RANGER AGAINST WAR: The Troika <

Saturday, July 13, 2013

The Troika



 Heart and soul, I fell in love with you,
Heart and soul, the way a fool would do,
Madly...
--Heart and Soul, Frank Loesser

Well the eagles been flying slow,
and the flag's been flying low,
and a lotta people say that America's fixing to fall.
But speaking just for me, and some people from Tennesse,
we got a thing or two to tell ya all 
--In America, Charlie Daniels Band

Smokestack, fatback,
many miles of railroad track
All night radio, keep on runnin'
through your rock 'n' roll soul
All night diners keep you awake,
hey, on black coffee and a hard roll 
--Living in America, James Brown
___________________

RAW's friend Peter Van Buren @ his blog WeMeantWell recently asked, "What's patriotism", deciding upon the definition that it was loving his country, if not its government. Ranger wishes to riff off of that idea.

Can one be patriotic and not love one's country (if the country is defined largely by its government)? Is patriotism affixed to a place, or an ideal? Western civilization recognizes many schisms, such as the tripartite mind - body - spirit. This may be a result of our delight in system-making, but can a thing like "patriotism" be cleaved from its referent?

Does being patriotic require the entirety (mind - body - spirit) to be on board, or is the body alone needed to make the claim -- the willingness to fight and die for one's country, for instance? Ditto for the laws that compose the nation: Does the mind and spirit need to comply if the body behaves in compliance with those laws, and further, is compliance the basic requisite in order to declare for patriotism?

Or is patriotism a phenomenon of the spirit, sans approval for any specific administration, government or law? Is it a non-corporeal love for a concept which may (or may not) transcend the practice of that concept at any given time? Is the government and the country an indivisible essence?

[Stored items from a collection]

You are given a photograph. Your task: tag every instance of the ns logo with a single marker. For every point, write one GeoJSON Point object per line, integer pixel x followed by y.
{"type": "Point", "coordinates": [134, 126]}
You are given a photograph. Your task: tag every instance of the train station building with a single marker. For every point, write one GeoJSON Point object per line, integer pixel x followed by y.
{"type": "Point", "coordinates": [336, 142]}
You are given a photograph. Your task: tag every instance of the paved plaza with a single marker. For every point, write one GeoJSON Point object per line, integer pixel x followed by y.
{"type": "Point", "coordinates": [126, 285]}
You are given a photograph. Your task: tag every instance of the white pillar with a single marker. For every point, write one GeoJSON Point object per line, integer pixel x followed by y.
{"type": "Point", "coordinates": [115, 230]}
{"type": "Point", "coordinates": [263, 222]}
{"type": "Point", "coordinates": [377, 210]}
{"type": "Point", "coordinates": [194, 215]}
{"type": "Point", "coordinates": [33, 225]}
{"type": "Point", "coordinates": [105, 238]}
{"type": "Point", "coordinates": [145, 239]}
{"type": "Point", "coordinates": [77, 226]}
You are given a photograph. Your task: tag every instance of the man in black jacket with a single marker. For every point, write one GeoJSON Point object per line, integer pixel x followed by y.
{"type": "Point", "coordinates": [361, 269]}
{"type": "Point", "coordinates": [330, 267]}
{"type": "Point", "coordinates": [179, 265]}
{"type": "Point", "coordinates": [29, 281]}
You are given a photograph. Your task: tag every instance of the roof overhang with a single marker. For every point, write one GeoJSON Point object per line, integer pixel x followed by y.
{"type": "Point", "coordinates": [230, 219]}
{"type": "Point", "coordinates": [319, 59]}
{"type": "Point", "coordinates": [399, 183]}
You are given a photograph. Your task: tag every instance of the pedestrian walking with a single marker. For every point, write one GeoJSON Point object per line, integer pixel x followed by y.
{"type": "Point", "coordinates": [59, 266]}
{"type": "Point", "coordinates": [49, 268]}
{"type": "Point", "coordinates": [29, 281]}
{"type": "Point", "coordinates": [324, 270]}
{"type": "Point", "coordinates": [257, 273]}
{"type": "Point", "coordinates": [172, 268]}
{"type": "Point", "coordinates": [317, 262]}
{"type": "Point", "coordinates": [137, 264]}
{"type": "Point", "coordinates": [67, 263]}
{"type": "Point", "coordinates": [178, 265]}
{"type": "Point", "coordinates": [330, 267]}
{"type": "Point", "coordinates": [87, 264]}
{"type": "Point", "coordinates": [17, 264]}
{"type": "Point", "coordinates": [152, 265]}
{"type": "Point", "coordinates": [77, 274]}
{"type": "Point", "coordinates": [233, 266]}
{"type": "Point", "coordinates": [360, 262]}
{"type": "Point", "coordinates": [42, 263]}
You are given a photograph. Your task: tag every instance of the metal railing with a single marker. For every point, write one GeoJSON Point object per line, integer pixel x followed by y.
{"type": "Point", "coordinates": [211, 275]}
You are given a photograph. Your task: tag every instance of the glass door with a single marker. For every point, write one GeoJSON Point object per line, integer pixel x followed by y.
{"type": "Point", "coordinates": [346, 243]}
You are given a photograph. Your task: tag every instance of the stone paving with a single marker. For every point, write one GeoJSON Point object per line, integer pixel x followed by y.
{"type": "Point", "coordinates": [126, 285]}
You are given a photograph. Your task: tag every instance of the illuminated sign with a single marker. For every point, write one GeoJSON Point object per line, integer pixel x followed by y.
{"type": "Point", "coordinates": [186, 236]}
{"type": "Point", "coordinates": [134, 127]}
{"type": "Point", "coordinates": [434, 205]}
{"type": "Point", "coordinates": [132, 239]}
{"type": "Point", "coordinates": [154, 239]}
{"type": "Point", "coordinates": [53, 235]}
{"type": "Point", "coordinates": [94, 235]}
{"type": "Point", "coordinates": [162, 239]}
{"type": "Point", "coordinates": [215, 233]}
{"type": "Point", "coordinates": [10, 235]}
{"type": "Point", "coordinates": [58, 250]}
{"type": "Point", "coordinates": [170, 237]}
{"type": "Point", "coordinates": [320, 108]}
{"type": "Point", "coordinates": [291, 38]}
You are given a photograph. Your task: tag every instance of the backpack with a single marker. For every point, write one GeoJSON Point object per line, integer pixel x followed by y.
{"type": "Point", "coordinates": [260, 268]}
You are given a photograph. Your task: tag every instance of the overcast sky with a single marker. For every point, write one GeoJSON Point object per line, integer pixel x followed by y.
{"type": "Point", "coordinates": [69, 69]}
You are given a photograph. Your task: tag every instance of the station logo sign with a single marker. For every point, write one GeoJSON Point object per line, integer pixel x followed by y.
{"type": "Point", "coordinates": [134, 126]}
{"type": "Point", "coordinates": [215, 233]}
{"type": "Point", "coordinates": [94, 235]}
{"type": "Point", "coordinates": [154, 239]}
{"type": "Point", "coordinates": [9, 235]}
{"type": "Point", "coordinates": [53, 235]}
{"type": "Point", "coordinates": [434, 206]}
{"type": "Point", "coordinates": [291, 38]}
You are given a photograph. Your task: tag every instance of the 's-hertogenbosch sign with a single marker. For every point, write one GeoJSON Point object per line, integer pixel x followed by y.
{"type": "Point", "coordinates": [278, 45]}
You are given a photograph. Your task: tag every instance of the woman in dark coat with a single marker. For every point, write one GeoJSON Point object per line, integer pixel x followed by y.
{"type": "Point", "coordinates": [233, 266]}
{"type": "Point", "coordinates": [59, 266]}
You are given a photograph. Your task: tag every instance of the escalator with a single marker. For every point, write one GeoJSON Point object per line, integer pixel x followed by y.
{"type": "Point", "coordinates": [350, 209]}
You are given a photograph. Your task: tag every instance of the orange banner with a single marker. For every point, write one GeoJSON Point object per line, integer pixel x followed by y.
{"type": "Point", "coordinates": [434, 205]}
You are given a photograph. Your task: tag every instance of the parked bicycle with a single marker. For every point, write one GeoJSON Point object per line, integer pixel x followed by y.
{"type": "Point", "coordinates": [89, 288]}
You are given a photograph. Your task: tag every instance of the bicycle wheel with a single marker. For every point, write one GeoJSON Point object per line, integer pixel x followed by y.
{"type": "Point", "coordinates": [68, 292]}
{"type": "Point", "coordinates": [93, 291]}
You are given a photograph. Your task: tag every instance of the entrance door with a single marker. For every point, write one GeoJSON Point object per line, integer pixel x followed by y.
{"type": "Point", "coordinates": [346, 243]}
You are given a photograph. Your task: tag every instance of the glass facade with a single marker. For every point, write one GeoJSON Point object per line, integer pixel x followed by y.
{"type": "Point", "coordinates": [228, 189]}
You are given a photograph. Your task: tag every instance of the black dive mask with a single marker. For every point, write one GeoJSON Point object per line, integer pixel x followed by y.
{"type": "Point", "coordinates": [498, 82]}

• Directions:
A) How did Peter Van Buren define patriotism, according to the blog post?
B) List every song quoted at the start of the blog post, along with the songwriter or performer credited for each.

• Solutions:
A) He defined it as loving his country, if not its government.

B)
"Heart and Soul" by Frank Loesser
"In America" by the Charlie Daniels Band
"Living in America" by James Brown